* _Selected excerpt_:
The world's second-largest online retailer is losing ground to the cutthroat web tycoons hell-bent for his customers. No matter. Michael Otto, patriarch of one of Europe's richest families (they own the likes of Crate & Barrel), would rather lose with class than compromise his values

Published: Apr 2, 2014 06:21:31 AM IST
Updated: Apr 2, 2014 12:04:51 PM IST
Otto vs Amazon: A Struggle to Keep Customers, and Values
Image: Wolfgang Wilde for Forbes

Michael Otto’s family has been as omnipresent in German post-war retail as Walmart, Sears and Target have in the US. So what does this 70-year-old patriarch of this $18 billion clan most want to talk about? A factory in Bangladesh.

With gusto he describes how he and Nobel Peace Prize-winner Muhammad Yunus hatched a plan to build a humane clothing factory, where all profits would go back into the community for schools and hospitals. At best, the Otto Group would recoup its initial investment. Immediately they faced red tape. Electricity would take five years. Officials wanted bribes. Otto refused to base a social business on a corrupt footing and walked away. “It’s unbelievable,” says Otto, pounding on his wooden desk in his corner office in Hamburg, Germany. “You would think the government must be happy somebody is building such a company and leaving the money in the country.”

And then the man with the crown of white hair and piercing blue eyes stops, composes himself and apologises for banging on the table: “It is extremely seldom that I bang on the table, because I think it must be possible to solve problems in a very human and civilised way.”

* _Stored data_:
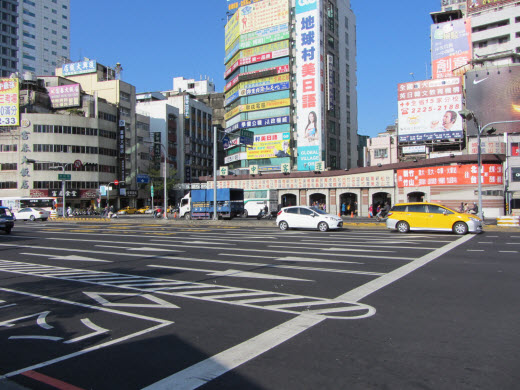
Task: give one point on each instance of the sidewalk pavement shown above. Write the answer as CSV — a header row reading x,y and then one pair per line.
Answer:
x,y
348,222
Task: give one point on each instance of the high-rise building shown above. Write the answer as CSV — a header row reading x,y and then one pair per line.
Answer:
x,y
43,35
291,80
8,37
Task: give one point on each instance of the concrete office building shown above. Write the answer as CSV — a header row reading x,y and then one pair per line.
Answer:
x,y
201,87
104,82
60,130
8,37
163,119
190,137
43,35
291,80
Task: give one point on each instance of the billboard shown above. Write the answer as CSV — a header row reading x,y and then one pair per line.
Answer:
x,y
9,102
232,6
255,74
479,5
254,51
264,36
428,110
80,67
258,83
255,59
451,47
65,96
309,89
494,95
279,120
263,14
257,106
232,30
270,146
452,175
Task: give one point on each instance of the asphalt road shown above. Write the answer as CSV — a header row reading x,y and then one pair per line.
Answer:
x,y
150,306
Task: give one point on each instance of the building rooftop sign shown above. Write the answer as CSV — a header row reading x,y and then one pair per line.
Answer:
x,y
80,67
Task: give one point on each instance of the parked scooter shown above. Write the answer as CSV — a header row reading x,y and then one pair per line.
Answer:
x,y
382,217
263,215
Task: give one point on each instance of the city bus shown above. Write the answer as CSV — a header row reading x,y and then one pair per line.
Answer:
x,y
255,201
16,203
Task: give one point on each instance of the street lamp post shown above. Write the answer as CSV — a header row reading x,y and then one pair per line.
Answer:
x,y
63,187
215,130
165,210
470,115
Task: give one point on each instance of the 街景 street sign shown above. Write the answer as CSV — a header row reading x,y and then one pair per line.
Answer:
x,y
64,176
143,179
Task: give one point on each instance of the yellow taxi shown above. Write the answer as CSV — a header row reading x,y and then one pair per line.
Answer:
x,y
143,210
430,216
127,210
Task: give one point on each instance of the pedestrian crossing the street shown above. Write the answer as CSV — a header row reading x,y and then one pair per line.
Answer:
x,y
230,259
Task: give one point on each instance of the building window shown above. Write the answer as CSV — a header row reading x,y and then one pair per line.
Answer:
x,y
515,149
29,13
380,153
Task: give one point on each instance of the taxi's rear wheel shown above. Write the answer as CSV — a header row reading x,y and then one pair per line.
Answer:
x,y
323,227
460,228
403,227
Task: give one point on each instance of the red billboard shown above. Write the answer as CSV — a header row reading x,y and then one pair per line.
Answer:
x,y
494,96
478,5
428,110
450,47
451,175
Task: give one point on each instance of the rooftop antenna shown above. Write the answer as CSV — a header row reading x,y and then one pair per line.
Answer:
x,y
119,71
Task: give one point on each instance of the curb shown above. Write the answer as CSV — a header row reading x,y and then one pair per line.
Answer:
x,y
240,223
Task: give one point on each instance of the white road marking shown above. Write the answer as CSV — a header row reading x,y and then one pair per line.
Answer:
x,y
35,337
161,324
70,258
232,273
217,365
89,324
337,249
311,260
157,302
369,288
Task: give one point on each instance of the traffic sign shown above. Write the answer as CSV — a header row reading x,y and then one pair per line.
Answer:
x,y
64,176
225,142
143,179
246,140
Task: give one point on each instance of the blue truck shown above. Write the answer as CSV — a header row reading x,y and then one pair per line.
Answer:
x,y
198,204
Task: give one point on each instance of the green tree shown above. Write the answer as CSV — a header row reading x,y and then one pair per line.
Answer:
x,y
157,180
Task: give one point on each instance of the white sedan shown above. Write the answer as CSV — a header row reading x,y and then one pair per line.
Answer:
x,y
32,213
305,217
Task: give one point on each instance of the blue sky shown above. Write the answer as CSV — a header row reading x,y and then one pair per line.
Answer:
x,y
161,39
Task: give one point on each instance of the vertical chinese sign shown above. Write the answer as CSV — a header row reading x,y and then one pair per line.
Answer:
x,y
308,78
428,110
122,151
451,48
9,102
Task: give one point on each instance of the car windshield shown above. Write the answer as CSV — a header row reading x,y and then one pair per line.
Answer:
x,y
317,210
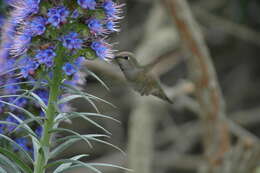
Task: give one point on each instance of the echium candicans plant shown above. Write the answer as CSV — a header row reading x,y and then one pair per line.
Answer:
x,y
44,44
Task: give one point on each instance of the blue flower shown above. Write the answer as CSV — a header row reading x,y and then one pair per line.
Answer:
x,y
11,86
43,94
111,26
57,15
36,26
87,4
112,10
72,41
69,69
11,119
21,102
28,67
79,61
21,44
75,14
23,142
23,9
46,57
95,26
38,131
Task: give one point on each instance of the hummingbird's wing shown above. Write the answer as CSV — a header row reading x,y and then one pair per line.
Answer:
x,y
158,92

* _Requirement A_: Can you write out the part of the Michael Otto article that opens with the words containing "Published: Apr 2, 2014" and closes with "factory in Bangladesh."?
* _Requirement B_: Could you carry the Michael Otto article forward from where it stops?

* _Result A_:
Published: Apr 2, 2014 06:21:31 AM IST
Updated: Apr 2, 2014 12:04:51 PM IST
Otto vs Amazon: A Struggle to Keep Customers, and Values
Image: Wolfgang Wilde for Forbes

Michael Otto’s family has been as omnipresent in German post-war retail as Walmart, Sears and Target have in the US. So what does this 70-year-old patriarch of this $18 billion clan most want to talk about? A factory in Bangladesh.

* _Result B_:
Human and civilised. That’s the Otto Group, which encompasses 123 companies (including America’s Crate & Barrel) across 20 countries and expects revenue for the fiscal year ending in February to top $16.4 billion. Germans covet jobs with the firm. Its workers have never led a strike against the company, which instructs its managers not to work weekends or holidays. “The increase in burnouts is a problem because people are always on and they are always reacting,” says Otto. “It is so important to relax.”

Otto vs Amazon: A Struggle to Keep Customers, and Values
For six decades such values have served the Otto family well. Today you can almost hear Jeff Bezos’s famous braying laugh emanating from Seattle. The Otto way of doing business is up against the age of Amazon, in which scale, brashness and speed rule. Otto thought he had digital retailing figured out: No entity sold more clothes online last year, and the Otto Group also operates the world’s largest mail-order retail operation. But last year, for the first time, Amazon’s sales in Germany ($10.5 billion) eclipsed Otto’s ($9 billion). And the trend lines are far uglier: The Otto Group’s sales are up 17 percent in Germany since the recession, while Amazon’s have doubled since 2010.

It’s worth noting that charges of poor work conditions led Amazon workers in its German distribution centres to strike last year. Which has set up something of a test: Can a family-owned retail giant run by a paternalistic billionaire compete with the efficiency-obsessed behemoths born of the cut-throat internet?

The rise of the Otto clan mirrors that of Germany after the Second World War. Michael’s parents, Werner and Eva, resettled from Berlin to what was euphemistically called West Prussia after the Nazis conquered Poland. Michael was born in Kulm an der Weichsel, a town the Poles call Chełmno. Before he was two, the settlers had to flee back to Germany ahead of the encroaching Soviet army.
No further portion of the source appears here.